### Supplied records:
——

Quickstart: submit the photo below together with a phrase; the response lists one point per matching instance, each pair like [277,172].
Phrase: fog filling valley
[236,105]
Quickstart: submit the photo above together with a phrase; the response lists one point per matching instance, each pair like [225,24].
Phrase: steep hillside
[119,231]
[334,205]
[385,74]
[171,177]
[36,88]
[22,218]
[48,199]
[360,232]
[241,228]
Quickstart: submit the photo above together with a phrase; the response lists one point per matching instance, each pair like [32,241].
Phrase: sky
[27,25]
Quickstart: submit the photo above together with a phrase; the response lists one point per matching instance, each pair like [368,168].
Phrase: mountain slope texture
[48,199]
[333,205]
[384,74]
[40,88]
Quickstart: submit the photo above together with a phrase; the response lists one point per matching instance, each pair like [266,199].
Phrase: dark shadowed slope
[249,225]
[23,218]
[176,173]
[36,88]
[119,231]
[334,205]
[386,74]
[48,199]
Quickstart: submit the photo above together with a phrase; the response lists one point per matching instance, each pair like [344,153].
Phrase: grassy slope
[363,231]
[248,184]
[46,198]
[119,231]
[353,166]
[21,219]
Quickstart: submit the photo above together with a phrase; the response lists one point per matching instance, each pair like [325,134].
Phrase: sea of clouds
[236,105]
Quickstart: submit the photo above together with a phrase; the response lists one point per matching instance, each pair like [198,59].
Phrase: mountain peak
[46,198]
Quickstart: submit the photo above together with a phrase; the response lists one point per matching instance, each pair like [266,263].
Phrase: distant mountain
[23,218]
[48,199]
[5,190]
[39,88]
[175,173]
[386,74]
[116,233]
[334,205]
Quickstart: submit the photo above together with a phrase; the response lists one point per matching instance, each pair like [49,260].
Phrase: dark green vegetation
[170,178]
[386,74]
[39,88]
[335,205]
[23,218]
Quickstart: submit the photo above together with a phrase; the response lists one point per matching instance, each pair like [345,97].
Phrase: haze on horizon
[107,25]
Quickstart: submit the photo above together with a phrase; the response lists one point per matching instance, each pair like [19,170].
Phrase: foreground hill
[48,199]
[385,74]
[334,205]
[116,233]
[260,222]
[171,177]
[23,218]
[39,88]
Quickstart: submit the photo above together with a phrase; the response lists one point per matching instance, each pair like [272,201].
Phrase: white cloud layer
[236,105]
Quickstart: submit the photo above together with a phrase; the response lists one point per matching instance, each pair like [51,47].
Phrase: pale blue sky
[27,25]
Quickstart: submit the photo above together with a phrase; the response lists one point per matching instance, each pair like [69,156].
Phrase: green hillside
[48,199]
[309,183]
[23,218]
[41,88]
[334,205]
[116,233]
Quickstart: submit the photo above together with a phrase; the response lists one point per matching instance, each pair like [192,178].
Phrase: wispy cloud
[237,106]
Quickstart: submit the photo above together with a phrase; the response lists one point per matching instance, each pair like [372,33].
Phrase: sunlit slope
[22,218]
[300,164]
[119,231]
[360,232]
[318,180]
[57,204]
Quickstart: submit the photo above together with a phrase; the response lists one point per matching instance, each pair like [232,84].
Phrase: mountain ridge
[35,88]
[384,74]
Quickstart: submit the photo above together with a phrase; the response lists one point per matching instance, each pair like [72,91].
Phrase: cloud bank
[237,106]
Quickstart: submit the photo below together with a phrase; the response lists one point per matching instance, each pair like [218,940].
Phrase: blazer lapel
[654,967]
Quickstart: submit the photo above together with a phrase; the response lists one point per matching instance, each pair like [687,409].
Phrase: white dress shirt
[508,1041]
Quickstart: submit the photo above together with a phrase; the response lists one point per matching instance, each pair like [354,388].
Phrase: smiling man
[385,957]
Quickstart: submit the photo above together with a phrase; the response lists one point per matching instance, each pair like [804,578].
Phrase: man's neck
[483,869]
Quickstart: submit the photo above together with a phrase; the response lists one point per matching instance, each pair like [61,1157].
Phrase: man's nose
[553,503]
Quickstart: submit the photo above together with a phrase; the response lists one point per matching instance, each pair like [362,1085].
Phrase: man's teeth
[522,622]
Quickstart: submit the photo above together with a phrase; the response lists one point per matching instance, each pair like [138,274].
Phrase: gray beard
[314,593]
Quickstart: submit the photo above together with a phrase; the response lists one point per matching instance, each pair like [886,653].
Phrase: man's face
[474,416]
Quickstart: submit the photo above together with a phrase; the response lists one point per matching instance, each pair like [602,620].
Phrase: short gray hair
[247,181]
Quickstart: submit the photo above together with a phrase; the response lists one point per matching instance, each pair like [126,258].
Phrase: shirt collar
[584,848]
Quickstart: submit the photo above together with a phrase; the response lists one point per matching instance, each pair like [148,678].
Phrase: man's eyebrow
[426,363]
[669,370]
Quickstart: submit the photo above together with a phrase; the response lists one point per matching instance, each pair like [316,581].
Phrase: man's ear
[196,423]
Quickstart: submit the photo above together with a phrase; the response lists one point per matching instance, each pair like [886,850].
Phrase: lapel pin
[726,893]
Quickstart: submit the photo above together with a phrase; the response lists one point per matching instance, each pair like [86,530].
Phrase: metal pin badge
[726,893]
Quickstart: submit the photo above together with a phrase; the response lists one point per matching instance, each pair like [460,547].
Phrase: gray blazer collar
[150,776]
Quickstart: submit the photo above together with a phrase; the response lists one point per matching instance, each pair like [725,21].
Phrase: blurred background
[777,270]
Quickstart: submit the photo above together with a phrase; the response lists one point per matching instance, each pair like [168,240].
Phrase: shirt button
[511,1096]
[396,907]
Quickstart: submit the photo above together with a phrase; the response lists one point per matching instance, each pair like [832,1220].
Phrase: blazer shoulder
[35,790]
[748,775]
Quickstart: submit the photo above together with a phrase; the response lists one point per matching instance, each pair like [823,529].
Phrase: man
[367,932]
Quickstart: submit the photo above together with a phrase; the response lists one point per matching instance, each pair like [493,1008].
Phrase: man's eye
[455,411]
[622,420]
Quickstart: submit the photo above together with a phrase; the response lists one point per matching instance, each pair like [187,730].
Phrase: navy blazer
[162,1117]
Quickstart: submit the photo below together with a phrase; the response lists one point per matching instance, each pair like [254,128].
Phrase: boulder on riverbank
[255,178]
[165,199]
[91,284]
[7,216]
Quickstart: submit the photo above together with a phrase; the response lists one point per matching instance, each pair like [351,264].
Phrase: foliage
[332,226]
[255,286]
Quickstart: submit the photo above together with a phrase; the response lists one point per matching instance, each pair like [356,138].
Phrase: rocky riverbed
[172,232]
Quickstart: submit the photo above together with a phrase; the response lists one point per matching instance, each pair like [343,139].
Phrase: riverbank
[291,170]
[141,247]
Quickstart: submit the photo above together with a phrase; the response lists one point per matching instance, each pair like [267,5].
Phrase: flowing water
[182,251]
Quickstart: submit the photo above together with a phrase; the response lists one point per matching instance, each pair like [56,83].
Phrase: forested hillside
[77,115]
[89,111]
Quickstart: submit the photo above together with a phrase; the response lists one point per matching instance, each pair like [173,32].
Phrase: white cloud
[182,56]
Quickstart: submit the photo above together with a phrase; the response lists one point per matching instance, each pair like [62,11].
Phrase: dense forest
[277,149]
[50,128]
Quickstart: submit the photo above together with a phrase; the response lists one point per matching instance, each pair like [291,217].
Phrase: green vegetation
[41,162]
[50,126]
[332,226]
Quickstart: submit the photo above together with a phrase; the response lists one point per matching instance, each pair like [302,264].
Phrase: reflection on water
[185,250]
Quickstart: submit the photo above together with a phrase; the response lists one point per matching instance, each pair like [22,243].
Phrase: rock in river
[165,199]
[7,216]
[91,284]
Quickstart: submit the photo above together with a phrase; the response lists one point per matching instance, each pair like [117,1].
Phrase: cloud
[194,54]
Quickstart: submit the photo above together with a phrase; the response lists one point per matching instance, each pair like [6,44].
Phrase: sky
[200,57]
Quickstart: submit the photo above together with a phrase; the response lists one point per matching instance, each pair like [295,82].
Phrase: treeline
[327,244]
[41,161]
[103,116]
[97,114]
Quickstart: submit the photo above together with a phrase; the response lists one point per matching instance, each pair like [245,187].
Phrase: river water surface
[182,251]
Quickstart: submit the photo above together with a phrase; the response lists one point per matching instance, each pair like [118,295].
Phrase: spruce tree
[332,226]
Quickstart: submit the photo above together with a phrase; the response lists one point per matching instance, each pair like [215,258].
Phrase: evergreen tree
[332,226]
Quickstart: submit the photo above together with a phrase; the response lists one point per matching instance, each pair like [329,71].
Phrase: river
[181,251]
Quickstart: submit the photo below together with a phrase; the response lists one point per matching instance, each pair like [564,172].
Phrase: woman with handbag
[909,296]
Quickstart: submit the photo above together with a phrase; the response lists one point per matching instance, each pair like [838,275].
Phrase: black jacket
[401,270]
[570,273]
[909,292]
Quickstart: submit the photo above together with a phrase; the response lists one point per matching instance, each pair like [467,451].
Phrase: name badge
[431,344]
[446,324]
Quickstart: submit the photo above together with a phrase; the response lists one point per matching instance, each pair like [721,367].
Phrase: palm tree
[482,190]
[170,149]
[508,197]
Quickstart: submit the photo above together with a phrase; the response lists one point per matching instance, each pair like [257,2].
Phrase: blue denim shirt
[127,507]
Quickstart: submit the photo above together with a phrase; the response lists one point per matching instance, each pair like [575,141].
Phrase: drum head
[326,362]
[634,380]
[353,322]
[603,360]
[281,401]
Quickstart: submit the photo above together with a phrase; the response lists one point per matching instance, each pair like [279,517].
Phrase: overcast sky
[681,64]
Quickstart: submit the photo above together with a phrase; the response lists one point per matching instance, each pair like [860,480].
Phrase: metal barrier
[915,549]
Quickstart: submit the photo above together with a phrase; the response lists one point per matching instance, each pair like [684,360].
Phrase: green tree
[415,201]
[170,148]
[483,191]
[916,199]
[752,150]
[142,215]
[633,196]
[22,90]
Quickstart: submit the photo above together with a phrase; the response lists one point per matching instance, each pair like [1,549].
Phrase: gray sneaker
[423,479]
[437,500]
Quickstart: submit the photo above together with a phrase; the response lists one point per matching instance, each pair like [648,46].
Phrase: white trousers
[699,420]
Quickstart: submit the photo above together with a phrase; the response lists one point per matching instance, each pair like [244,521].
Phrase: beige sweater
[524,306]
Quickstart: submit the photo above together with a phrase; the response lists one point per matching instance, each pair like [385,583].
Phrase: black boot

——

### What to work on:
Your output consists solely of the lines from the one with "pair like [467,451]." through the last line, copied exactly.

### Exercise answer:
Quickstart: submit the photo above together with a phrase; the response lists one point per matching instance, each pair like [467,451].
Phrase: name badge
[431,344]
[446,324]
Quickstart: submit the photo above together with a phrase; the response lists one point per matching instance, each pair like [721,367].
Phrase: palm tree
[482,190]
[170,149]
[508,197]
Quickstart: submit the photo above together with a phrase; the response lists one point per matching instance, each pair like [257,2].
Phrase: blue denim shirt
[127,507]
Quickstart: submit the photo above together with a phrase; the response lists one point per matching instance, each pair like [575,141].
Phrase: drum head
[326,362]
[634,380]
[353,322]
[603,360]
[281,401]
Quickstart: submit the photo above together with a phrase; the response lists one point per matching instance, each pair like [279,517].
Phrase: overcast sky
[681,64]
Quickstart: submit the photo above together with a phrase; the response lists one point per matching instance, each pair like [860,480].
Phrase: metal barrier
[915,549]
Quickstart: submit the photo above together with a phrase; the response lists one point per matching instance, each pair like [684,360].
Phrase: green tree
[415,201]
[170,148]
[483,191]
[916,199]
[752,150]
[142,215]
[633,196]
[22,90]
Quickstart: submit the photo above together with a phrase; the response lists one point per matching instance, each pair like [1,549].
Phrase: gray sneaker
[423,479]
[437,500]
Quickstart: submit the photo above together with a phrase; the response lists one point per matching instance, each pair like [648,46].
Phrase: white trousers
[699,420]
Quickstart: submit the photo above together with a phrase; the response lists one point per matching instance, each pair like [244,521].
Phrase: beige sweater
[524,306]
Quickstart: submit the photo above together with a phrase; the response lists one point per matching instance, each pair like [385,583].
Phrase: black boot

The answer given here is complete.